### EXERCISE OBJECTIVE
Copy the listing from the line with "Target: curb" through the end of the listing, keeping the request lines, and scale every polygon vertex coordinate in the answers by 1.05, rounding to whole numbers with halves rounded up.

### EXCERPTED DATA
** Begin **

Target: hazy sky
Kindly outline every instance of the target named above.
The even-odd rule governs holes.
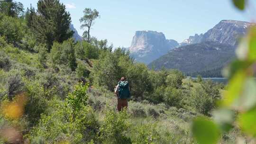
[[[37,1],[17,1],[22,2],[25,8],[29,7],[30,3],[36,7]],[[96,20],[91,35],[99,39],[107,39],[115,47],[129,46],[137,30],[162,32],[166,38],[181,42],[189,36],[206,32],[222,19],[249,21],[253,18],[252,13],[255,12],[238,11],[231,4],[231,0],[60,1],[66,5],[71,14],[72,23],[81,35],[83,30],[80,29],[79,19],[83,15],[83,10],[85,8],[96,9],[101,18]],[[250,7],[254,6],[256,6],[251,4]]]

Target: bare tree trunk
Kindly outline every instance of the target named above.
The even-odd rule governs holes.
[[[90,27],[88,27],[88,35],[87,36],[87,42],[89,42],[90,40]]]

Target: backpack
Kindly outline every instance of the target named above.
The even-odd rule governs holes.
[[[129,90],[129,83],[127,81],[120,81],[118,82],[119,99],[129,99],[130,97]]]

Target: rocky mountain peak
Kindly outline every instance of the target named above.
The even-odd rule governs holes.
[[[162,32],[137,31],[129,50],[136,61],[148,63],[178,45],[174,40],[166,39]]]
[[[74,32],[73,37],[75,41],[81,41],[82,39],[82,37],[78,34],[77,30],[74,28],[73,24],[70,24],[70,25],[69,25],[69,28]]]
[[[190,36],[181,45],[213,41],[235,45],[239,37],[246,34],[248,28],[255,23],[234,20],[222,20],[204,34]]]

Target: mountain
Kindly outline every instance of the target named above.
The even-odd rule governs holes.
[[[149,68],[159,70],[163,66],[184,72],[202,72],[218,69],[235,57],[235,46],[217,42],[205,42],[176,48],[153,61]]]
[[[223,20],[204,34],[195,34],[151,63],[148,67],[177,69],[187,73],[204,76],[220,75],[220,71],[233,57],[238,39],[255,23]]]
[[[128,50],[136,61],[148,64],[178,45],[177,41],[166,39],[163,33],[137,31]]]
[[[82,37],[78,34],[77,30],[74,28],[73,24],[70,24],[70,25],[69,25],[69,28],[74,32],[73,37],[75,41],[81,41],[82,39]]]
[[[184,40],[181,45],[200,43],[206,41],[214,41],[232,45],[237,44],[238,39],[244,35],[255,23],[233,20],[223,20],[204,34],[190,36]]]

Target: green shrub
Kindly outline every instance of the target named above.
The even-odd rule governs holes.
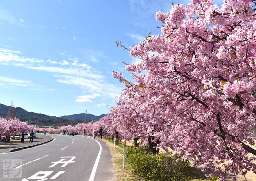
[[[140,147],[128,148],[127,160],[131,165],[131,172],[140,178],[149,181],[192,179],[193,171],[190,163],[181,158],[181,156],[171,153],[150,155],[149,151],[146,153],[141,151],[146,146],[141,149]]]
[[[126,146],[125,148],[125,155],[126,157],[131,154],[138,153],[140,152],[150,154],[148,146],[146,145],[142,145],[137,147]]]

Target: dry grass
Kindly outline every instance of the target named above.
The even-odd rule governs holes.
[[[107,140],[102,140],[109,147],[111,151],[114,163],[113,171],[115,173],[114,180],[137,181],[139,179],[132,174],[129,170],[130,166],[125,162],[125,168],[123,167],[123,148],[116,145],[114,148],[114,144]]]
[[[24,140],[29,140],[29,139],[28,138],[25,138]],[[0,145],[12,145],[15,143],[20,143],[20,139],[19,138],[16,138],[15,139],[11,139],[11,140],[12,141],[11,143],[3,143],[2,142],[0,142]]]

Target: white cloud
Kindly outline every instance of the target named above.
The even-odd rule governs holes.
[[[103,97],[115,98],[121,88],[115,85],[108,83],[105,80],[93,80],[78,76],[67,75],[56,75],[57,81],[68,85],[78,87],[82,90],[91,94],[97,94]]]
[[[7,21],[12,24],[17,23],[16,19],[7,11],[0,10],[0,20]]]
[[[94,106],[94,107],[100,107],[102,106],[106,106],[107,105],[105,103],[101,103],[100,104],[98,104]]]
[[[84,63],[80,63],[77,57],[68,57],[68,60],[58,62],[29,58],[22,54],[20,51],[0,48],[0,65],[16,65],[34,70],[92,79],[100,79],[104,78],[101,72]]]
[[[58,1],[58,2],[59,2],[60,3],[62,3],[63,4],[64,4],[64,2],[62,2],[62,1],[61,1],[60,0],[57,0]]]
[[[139,42],[142,41],[144,39],[145,39],[145,36],[138,35],[138,34],[131,34],[130,33],[127,33],[126,35],[128,35],[132,39],[135,39]]]
[[[17,85],[22,87],[28,87],[32,82],[29,81],[16,79],[12,77],[0,76],[0,82],[5,83],[12,85]]]
[[[40,91],[53,91],[56,89],[47,88],[42,85],[35,84],[32,81],[26,80],[16,79],[13,77],[0,76],[0,87],[7,89],[13,89],[17,87],[30,87],[31,90]]]
[[[91,95],[84,95],[78,96],[76,99],[76,102],[91,102],[92,101],[91,100],[97,97],[100,96],[100,95],[97,94]]]
[[[117,62],[108,62],[108,65],[117,65],[118,63]]]
[[[83,49],[81,53],[84,58],[94,63],[99,62],[99,58],[104,57],[103,52],[90,49]]]

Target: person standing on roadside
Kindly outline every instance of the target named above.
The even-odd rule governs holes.
[[[24,143],[24,138],[25,136],[25,134],[24,134],[23,131],[21,133],[21,143]]]
[[[95,139],[95,138],[96,137],[96,135],[97,134],[97,133],[96,131],[95,130],[95,128],[93,129],[93,139]]]
[[[102,133],[103,132],[103,129],[102,129],[102,127],[100,127],[99,131],[99,133],[100,133],[100,138],[102,139]]]
[[[33,143],[33,137],[34,137],[34,132],[33,131],[31,131],[31,132],[29,134],[29,143],[31,142],[31,143]]]

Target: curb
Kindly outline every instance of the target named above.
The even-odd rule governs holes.
[[[45,141],[45,142],[44,142],[43,143],[38,143],[38,144],[36,144],[36,145],[31,145],[31,146],[26,146],[25,147],[21,147],[21,148],[15,148],[15,149],[12,149],[12,150],[10,150],[10,151],[8,152],[16,152],[16,151],[18,151],[19,150],[23,150],[23,149],[26,149],[27,148],[32,148],[32,147],[34,147],[35,146],[38,146],[38,145],[43,145],[43,144],[45,144],[45,143],[47,143],[50,141],[52,141],[53,140],[54,138],[52,137],[52,136],[48,136],[52,138],[50,139],[50,140],[48,140],[47,141]]]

** End **

### PROBLEM SOLUTION
Target: curb
Kindly outline every instance of the target named above.
The even-odd rule governs holes.
[[[47,148],[47,149],[46,149],[45,150],[40,150],[40,151],[38,151],[38,152],[33,152],[33,153],[27,153],[26,154],[22,154],[22,155],[16,155],[16,156],[13,156],[13,158],[11,158],[11,159],[8,160],[17,160],[17,159],[19,159],[20,158],[24,158],[24,156],[27,156],[28,155],[34,155],[34,154],[36,154],[37,153],[40,153],[40,152],[45,152],[45,151],[47,151],[47,150],[49,150],[53,148],[55,148],[56,147],[57,145],[55,144],[55,143],[50,143],[55,145],[53,146],[53,147],[50,147],[49,148]]]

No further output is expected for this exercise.